## Short exercise
Rewrite every item below so that "single point" becomes "one point", keeping everything else the same.
____________
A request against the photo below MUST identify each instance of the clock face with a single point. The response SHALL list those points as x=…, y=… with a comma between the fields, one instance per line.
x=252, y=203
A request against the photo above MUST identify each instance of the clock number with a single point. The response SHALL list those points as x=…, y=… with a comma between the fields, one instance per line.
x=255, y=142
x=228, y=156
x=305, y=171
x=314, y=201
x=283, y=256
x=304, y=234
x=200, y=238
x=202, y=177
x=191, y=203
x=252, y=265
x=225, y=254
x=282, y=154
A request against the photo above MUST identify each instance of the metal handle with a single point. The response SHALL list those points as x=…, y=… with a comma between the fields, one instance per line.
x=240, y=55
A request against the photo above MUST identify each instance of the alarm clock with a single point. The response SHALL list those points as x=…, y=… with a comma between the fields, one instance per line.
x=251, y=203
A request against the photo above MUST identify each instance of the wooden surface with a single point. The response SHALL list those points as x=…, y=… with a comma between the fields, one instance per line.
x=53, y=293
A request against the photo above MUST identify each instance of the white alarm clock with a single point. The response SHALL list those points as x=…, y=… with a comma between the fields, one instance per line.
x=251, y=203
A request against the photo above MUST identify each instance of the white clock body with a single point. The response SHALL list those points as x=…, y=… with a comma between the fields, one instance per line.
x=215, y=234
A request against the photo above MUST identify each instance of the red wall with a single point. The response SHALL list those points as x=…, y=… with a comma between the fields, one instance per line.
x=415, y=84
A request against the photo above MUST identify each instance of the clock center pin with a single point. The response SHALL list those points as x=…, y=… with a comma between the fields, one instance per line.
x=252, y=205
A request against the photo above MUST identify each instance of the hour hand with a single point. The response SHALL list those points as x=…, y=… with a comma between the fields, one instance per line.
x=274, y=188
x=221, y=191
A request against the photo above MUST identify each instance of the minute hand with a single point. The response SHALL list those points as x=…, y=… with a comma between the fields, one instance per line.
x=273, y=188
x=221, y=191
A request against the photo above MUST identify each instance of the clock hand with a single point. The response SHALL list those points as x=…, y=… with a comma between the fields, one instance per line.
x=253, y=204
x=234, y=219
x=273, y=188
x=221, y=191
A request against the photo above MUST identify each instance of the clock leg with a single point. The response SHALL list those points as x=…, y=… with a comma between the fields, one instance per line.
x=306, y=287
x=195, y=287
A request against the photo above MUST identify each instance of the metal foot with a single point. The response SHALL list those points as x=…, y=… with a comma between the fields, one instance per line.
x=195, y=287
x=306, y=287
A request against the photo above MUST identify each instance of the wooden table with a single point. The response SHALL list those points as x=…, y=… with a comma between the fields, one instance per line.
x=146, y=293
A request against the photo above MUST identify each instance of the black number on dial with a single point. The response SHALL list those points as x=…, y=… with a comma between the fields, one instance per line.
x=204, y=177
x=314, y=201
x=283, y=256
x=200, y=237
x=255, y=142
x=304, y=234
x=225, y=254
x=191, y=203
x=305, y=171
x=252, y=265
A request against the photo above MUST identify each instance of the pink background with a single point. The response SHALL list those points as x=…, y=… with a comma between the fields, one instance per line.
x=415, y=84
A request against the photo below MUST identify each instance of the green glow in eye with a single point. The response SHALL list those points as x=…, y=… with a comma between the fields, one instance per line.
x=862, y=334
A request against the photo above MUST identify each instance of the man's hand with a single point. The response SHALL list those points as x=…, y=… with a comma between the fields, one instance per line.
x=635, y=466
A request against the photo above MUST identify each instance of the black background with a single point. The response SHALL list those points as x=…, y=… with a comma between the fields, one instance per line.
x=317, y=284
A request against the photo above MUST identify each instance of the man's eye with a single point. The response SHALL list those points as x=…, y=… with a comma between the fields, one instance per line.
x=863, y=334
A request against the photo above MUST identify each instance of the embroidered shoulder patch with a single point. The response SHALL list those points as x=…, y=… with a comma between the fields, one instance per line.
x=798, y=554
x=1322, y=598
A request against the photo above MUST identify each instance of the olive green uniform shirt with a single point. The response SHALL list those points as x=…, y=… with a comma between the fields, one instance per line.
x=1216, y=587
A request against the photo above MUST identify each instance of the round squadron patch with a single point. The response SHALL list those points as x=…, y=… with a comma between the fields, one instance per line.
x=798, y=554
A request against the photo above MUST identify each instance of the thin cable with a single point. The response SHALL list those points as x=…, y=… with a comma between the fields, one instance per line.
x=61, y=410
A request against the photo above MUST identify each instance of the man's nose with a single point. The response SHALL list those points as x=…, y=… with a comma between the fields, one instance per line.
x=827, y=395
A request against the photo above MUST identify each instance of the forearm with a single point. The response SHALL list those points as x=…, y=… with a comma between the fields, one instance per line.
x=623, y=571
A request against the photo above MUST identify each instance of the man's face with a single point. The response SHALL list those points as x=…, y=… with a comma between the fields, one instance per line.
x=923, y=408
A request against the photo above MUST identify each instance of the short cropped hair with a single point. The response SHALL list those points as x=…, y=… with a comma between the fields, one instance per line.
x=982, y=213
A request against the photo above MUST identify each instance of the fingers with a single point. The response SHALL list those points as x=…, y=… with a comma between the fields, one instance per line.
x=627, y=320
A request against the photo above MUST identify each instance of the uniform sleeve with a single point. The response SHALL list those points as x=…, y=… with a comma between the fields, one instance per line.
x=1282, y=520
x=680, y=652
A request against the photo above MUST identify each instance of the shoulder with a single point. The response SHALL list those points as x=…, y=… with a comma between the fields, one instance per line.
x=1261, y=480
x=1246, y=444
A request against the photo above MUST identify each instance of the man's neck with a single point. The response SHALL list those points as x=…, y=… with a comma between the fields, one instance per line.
____________
## Answer to the task
A request against the photo below MUST identify each instance of the clock face with a one point. The response SHALL list those points as x=…, y=… with a comma between the fields, one instance per line.
x=252, y=203
A request against the photo above MUST identify each instance of the clock number with a one point. The response SHALL list those points as x=…, y=… with a comma between the fields, one instance per line.
x=255, y=142
x=228, y=156
x=305, y=171
x=314, y=201
x=283, y=256
x=304, y=234
x=200, y=238
x=202, y=177
x=191, y=203
x=252, y=265
x=225, y=254
x=282, y=154
A request against the photo above MUST identify each instance of the metal handle with a one point. The response SHALL list those points as x=…, y=… with a comma between the fields, one instance per line.
x=240, y=55
A request against the photo above MUST identify each instance of the alarm clock with a one point. The response SHALL list those points as x=…, y=… with a comma between the fields, one instance per line.
x=251, y=203
A request against the photo above MUST identify each instance of the wooden surface with a one point. The response SHALL list those points as x=…, y=… with a comma between the fields, one instance per line.
x=53, y=293
A request against the photo above MUST identify each instance of the white alarm clock with a one point. The response SHALL list those points as x=…, y=… with a comma between the fields, one instance per line.
x=251, y=203
A request against the photo above MUST identify each instance of the white clock body with a one point. The response SHALL list those points as x=…, y=… with a comma between the fields, one instance per line.
x=215, y=234
A request against the photo above MUST identify each instance of the red wall with a one point. The response SHALL list those points as x=…, y=… with a comma between the fields, one instance per line.
x=415, y=84
A request against the photo above MUST identify each instance of the clock center pin with a one point. The response SHALL list those points as x=…, y=… with a comma between the fields, one instance per line.
x=252, y=205
A request against the photo above MUST identify each instance of the hour hand with a one point. The response SHALL list those points as x=…, y=… with a comma between the fields, one instance per line.
x=274, y=188
x=221, y=191
A request against the photo above MUST identify each instance of the minute hand with a one point. The response SHALL list those points as x=…, y=… with a comma between the fields, one instance per line.
x=273, y=188
x=221, y=191
A request against the photo above MUST identify each instance of the clock hand with a one point. The response SHALL list those points as x=…, y=… with a comma between the fields, one instance per line.
x=253, y=204
x=234, y=219
x=273, y=188
x=221, y=191
A request against the photo above MUST identify each instance of the clock leg with a one point. The response SHALL list those points as x=…, y=… with a comma between the fields, one instance per line.
x=306, y=287
x=195, y=287
A request against the photo above MUST identify each instance of the metal foot with a one point. The response SHALL list those points as x=…, y=… with a comma between the fields, one instance per line.
x=195, y=287
x=306, y=287
A request against the photo above MUST identify each instance of the wooden table with a one point. The response SHALL list those points as x=…, y=… with a comma between the fields, one instance per line.
x=146, y=293
A request against the photo above MUST identify each instance of the black number on dial with a one point. The response SHALL list those points as x=…, y=… with a comma between the fields, one instance per line.
x=204, y=177
x=314, y=201
x=283, y=256
x=200, y=237
x=255, y=142
x=304, y=234
x=225, y=254
x=191, y=203
x=305, y=171
x=252, y=265
A request against the photo above MUST identify each instance of the pink background with a one point. The response SHALL list those points as x=…, y=… with a comma between the fields, one instance per line.
x=415, y=84
A request against the photo below MUST identify each instance of the green glow in eye with a one point. The response SHALL list those points as x=…, y=… with a comma between the fields, one instance per line.
x=862, y=334
A request against the photo above MUST identify each instance of the man's hand with a one point. The response SHALL list those points as x=…, y=… with a comma between the fields, one instance per line.
x=635, y=466
A request against the photo above MUST identify each instance of the black background with a one point. The response SHALL list those points as x=…, y=… with a comma between the fields, one instance per line.
x=317, y=284
A request against the photo above MUST identify each instance of the man's eye with a one point. The response SHALL list those points as x=…, y=… with a comma between the fields, one instance per line.
x=863, y=334
A request against the photo above MUST identify each instance of the embroidered shoulder patch with a one point. The response SHALL list those points as x=…, y=… with a comma between the fields, one instance per line.
x=798, y=554
x=1322, y=598
A request against the photo above MUST identify each instance of the olive green uniform shirt with a one point. The response SHALL list those points as x=…, y=… with a comma between the fields, one instance per line.
x=1216, y=587
A request against the photo above MUST identify each instance of the round squadron patch with a one point. The response SHALL list those points as x=…, y=… with a comma between the fields, one instance per line.
x=798, y=554
A request against the photo above MUST identify each instance of the thin cable with a one point. The response SHALL list those points as x=…, y=… with a comma between the fields, one instance per line.
x=61, y=410
A request against the photo above MUST identify each instance of the man's nose with a one point. The response SHALL list those points as x=…, y=… with a comma between the fields, one instance per line.
x=827, y=395
A request against the photo above MUST identify each instance of the forearm with a one point. The response SHALL list those points as x=…, y=… with a comma between the fields, one instance per line.
x=623, y=571
A request against the photo above MUST identify each instance of the man's face with a one point. The response SHALL list those points as x=…, y=… with a comma between the fields, one instance per line.
x=923, y=408
A request against the photo above MUST identify each instance of the short cropped hair with a one point. The response SHALL list those points as x=…, y=… with a comma between the fields, one instance per line.
x=982, y=213
A request against the photo above MUST identify each instance of the fingers with a one point. The response SHALL list those points as x=…, y=… with a comma between the fields, one instance per line.
x=627, y=320
A request against the photo above MUST identify each instance of the uniform sleeve with a one point. The response SHALL list those points as x=…, y=… with a comma between the fields, one instance per line.
x=1282, y=520
x=680, y=652
A request against the photo above MUST identify each instance of the shoulder with a one point. The response SHALL list those points as x=…, y=… with a comma between the fields, one instance per line.
x=1261, y=480
x=1246, y=444
A request against the photo above MUST identify each instance of the man's neck with a one point. The response SHALL list those points as x=…, y=… with a comma between the fields, one instance per line.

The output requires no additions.